• [Parts of the exercise]
[1] For the paragraph about Richard Chizmar, decide whether each statement agrees with it: (a) Chizmar co-wrote Gwendy’s Button Box with King; (b) the paragraph likens Chizmar’s fiction to an intricate cocoon woven around the brain; (c) in “A Long December,” a man learns that his brother is a serial killer. For each one, answer yes or no and quote the words of the paragraph that settle it.
[2] Carry on the paragraph about Richard Chizmar, picking up after its final sentence.

• [Text block]

○ ○ ○

2) A Long December by Richard Chizmar


He co-wrote Gwendy’s Button Box with King, but Chizmar, a long-time editor of the horror publication Cemetery Dance, is a skilled horror author with his own unique style. For readers looking for their horror in small doses with a twist ending that hits like a Mike Tyson gut punch, look no further than Chizmar’s lean and mean style. Clive Barker’s fiction is like an intricate cocoon woven around your brain, but Chizmar’s minimalist approach, almost mechanical in its efficiency, is a bolt gun between the eyes. Using more realistic scenarios, Chizmar’s stories feature protagonists who are often caught off-guard by the snakepit that is human emotion, whether it’s the mother who doesn’t know her children in “The Box” or “A Long December,” where a man discovers his best friend is a serial killer.

○ ○ ○

• [Listed entries]
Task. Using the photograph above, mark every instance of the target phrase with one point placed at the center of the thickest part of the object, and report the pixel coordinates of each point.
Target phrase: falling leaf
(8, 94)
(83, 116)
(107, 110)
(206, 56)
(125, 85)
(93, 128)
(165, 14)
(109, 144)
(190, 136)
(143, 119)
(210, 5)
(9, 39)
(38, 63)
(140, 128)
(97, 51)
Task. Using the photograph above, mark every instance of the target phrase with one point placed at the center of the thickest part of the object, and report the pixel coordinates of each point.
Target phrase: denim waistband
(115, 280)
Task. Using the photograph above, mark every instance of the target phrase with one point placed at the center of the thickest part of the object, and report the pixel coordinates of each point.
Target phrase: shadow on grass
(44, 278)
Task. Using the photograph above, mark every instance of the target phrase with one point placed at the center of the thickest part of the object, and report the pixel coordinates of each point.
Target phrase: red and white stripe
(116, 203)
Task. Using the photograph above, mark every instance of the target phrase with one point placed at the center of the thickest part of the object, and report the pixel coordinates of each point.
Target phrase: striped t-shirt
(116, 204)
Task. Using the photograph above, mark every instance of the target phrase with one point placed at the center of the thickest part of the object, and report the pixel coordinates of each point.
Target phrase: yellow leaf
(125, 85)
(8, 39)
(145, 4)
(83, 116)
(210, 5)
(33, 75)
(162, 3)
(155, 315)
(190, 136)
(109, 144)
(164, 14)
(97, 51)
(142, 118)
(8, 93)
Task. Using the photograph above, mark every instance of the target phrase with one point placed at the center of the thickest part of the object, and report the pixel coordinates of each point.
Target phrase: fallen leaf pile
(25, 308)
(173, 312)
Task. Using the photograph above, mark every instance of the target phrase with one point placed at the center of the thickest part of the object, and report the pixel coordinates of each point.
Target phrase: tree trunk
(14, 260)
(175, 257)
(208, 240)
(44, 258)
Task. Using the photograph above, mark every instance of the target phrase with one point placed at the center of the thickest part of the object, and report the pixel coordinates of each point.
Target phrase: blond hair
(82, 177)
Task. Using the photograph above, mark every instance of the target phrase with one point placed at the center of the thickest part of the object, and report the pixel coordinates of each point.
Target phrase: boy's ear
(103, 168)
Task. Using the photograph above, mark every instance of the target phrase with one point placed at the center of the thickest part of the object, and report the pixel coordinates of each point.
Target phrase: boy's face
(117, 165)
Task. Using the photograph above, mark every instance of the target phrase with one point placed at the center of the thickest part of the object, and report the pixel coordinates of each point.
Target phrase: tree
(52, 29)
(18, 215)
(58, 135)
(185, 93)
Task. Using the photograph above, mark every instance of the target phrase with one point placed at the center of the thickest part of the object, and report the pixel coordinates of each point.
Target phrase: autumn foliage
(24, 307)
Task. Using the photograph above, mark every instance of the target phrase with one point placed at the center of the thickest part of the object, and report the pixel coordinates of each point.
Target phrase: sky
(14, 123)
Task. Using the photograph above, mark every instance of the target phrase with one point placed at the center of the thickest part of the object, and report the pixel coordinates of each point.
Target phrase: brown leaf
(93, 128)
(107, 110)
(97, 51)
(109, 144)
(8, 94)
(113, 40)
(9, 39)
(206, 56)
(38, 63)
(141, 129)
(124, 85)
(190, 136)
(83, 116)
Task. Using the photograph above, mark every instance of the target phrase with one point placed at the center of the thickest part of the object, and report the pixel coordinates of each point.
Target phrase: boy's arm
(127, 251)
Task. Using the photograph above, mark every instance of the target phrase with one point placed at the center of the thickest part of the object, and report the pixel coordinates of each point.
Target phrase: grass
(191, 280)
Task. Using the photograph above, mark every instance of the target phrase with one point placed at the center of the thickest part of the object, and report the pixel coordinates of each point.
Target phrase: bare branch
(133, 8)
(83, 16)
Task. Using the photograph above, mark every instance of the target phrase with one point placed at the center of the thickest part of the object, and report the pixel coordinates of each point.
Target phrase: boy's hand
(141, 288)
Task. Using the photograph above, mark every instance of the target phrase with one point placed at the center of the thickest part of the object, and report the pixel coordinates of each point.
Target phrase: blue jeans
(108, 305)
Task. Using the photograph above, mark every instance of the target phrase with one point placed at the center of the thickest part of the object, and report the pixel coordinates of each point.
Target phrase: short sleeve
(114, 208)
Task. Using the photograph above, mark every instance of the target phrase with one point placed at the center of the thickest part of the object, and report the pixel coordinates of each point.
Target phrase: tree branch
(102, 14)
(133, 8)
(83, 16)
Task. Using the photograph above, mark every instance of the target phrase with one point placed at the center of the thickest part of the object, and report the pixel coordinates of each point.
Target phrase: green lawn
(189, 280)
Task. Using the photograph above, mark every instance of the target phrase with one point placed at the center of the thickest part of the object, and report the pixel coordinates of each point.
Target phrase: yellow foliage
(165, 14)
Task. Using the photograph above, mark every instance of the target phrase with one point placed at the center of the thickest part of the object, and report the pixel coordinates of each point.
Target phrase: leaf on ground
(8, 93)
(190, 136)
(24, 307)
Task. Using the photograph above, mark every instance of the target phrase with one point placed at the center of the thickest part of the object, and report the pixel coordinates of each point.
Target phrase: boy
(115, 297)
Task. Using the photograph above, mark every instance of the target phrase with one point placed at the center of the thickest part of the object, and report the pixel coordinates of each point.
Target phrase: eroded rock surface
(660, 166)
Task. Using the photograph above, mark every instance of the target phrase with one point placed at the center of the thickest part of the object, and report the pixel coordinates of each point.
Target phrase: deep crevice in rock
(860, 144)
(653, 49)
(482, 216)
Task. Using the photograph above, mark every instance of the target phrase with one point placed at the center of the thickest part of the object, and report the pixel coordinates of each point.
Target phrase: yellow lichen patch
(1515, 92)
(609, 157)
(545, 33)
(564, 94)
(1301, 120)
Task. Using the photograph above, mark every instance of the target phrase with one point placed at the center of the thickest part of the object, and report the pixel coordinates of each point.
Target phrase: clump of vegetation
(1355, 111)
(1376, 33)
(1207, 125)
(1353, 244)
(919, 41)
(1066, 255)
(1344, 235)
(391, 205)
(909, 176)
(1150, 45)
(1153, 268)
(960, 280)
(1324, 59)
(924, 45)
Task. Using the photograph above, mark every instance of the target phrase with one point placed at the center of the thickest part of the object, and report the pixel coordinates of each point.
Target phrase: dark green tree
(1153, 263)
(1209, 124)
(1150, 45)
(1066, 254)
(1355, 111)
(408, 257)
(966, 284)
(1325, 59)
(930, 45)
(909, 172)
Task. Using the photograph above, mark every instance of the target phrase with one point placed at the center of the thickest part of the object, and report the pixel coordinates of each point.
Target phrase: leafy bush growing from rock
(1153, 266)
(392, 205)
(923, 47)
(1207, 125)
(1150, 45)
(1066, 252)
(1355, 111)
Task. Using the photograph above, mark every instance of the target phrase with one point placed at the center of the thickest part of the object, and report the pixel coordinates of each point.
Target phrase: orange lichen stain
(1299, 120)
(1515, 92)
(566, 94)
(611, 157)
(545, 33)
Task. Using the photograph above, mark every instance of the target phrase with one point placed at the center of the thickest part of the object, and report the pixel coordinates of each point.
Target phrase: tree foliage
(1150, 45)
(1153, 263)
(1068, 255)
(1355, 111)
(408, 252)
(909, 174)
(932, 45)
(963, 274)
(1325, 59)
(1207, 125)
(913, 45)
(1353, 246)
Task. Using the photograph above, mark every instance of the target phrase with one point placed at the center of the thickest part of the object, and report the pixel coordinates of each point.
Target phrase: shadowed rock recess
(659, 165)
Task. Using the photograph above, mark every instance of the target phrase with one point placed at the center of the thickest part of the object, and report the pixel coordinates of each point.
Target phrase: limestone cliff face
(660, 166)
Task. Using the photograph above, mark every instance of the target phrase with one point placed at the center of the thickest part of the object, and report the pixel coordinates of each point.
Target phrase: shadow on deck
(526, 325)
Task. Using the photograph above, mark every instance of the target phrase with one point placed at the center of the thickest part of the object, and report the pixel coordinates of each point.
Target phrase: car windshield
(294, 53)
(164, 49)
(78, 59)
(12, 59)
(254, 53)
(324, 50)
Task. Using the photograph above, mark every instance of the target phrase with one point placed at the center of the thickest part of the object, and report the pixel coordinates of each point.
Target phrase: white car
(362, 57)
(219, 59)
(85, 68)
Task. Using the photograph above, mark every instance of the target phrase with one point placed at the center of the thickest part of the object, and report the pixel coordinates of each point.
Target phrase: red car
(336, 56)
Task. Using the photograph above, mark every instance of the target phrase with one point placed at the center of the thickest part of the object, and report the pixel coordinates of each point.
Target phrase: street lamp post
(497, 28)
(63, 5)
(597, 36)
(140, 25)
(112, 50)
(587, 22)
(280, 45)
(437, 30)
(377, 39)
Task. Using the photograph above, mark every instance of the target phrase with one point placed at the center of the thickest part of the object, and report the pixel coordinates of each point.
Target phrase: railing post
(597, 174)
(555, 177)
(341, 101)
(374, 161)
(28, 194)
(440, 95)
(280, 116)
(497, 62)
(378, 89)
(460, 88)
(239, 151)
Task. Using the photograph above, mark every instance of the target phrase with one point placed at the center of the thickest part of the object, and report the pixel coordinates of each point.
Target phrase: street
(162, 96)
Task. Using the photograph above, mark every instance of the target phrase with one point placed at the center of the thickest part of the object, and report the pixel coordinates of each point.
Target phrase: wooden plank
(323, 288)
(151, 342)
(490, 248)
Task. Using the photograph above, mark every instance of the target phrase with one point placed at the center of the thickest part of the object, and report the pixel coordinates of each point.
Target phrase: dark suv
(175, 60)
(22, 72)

○ ○ ○

• [Results for the exercise]
[1]
(a) Yes: "He co-wrote Gwendy’s Button Box with King"
(b) No: "Clive Barker’s fiction is like an intricate cocoon woven around your brain, but Chizmar’s minimalist approach, almost mechanical in its efficiency, is a bolt gun between the eyes"
(c) No: "where a man discovers his best friend is a serial killer"

[2]
1) The Best of Richard Matheson by Richard Matheson


Stephen King has actually cited him as an inspiration, and it’s easy to see why. Many people are probably aware of Matheson’s stories, if not Matheson the author. They have probably seen the movie What Dreams May Come with Robin Williams, not realizing that he wrote the novel. From “Duel” to “Steel,” from “I Am Legend” to The Shrinking Man, Matheson has cemented his reputation as a giant in speculative fiction. This collection has stories like “Duel” and “Nightmare at 20,000 Feet” as well as little-known gems like ”One for the Books,” a Twilight Zone-like horror tale about a man who literally becomes too smart for his own good and “A Visit to Santa Claus,” a slow burn of a story about a man who is what we’d today call multitasking: taking his kid to see Santa and executing a plan to murder his wife. If you like this collection, try He is Legend, where authors offer their own reinterpretation of Matheson’s stories.
Any suggestions? Write me at scarylibrarian43@gmail.com.

Monday, July 2, 2018

Have You Read This? Review of Jonathan Maberry's Glimpse


There are some books that I read and I’m left feeling satisfied, like the story had followed and wound down to its natural, organic conclusion. Even with stories that don’t have a neatly tied-together ending, I appreciate the author giving me an ending to chew over, to work out in my head, and even speculate how it actually ended. There are also books that don’t seem to progress organically, moving through their individual points more like a trip through the fun house where the car you’re riding in the dark may take a hard right or plummet a story or two without you realizing. That is the case of Jonathan Maberry’s novel Glimpse, which is not necessarily a bad thing. Particularly when you consider the subject matter.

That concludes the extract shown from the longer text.